§ **WRITTEN TASK A**
According to the text below on Malawi's climate–migration trap, which countries do irregular border crossings lead into?
§ **WRITTEN TASK B**
Repeat the passage of the Malawi text below from "They immobilise them." up to and including "Tanzania, or Zambia.", word for word.

§ **TEXT SEGMENT**

In Machinga district in southern Malawi, the floods arrived suddenly, sweeping through the low-lying fields where her family had grown maize for generations.
By the time the waters drained away, they had taken everything she owned. What remained was a cruel choice: stay and starve, or leave and risk whatever lay beyond the border.
Magrate is one of millions caught in Malawi’s climate–migration trap. In this trap, climate shocks do not propel the poor toward opportunity or safer ground.
They immobilise them. They bury families in deeper poverty, making the very act of migration, often their only lifeline, an impossible expense.
Malawi’s poorest households are too poor to adapt, too poor to migrate, yet exposed to climate impacts that make remaining in place increasingly unviable.
The result is a national paradox. Climate disasters uproot hundreds of thousands every year, but those who suffer most are the least able to move.
Instead, they drift between temporary displacements and slow suffocation: crowding into urban slums, seeking unsafe informal work, or making desperate, irregular border crossings into Mozambique, Tanzania, or Zambia.
What looks like mobility is in reality a cycle of immobility and entrapment. The scale of vulnerability is staggering.

§ **SUPPLIED INFORMATION**
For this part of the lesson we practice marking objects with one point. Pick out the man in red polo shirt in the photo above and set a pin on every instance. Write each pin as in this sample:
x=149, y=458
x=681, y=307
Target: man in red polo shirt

§ **TASK SOLUTION A**
Mozambique, Tanzania, or Zambia.

§ **TASK SOLUTION B**
They immobilise them. They bury families in deeper poverty, making the very act of migration, often their only lifeline, an impossible expense.
Malawi’s poorest households are too poor to adapt, too poor to migrate, yet exposed to climate impacts that make remaining in place increasingly unviable.
The result is a national paradox. Climate disasters uproot hundreds of thousands every year, but those who suffer most are the least able to move.
Instead, they drift between temporary displacements and slow suffocation: crowding into urban slums, seeking unsafe informal work, or making desperate, irregular border crossings into Mozambique, Tanzania, or Zambia.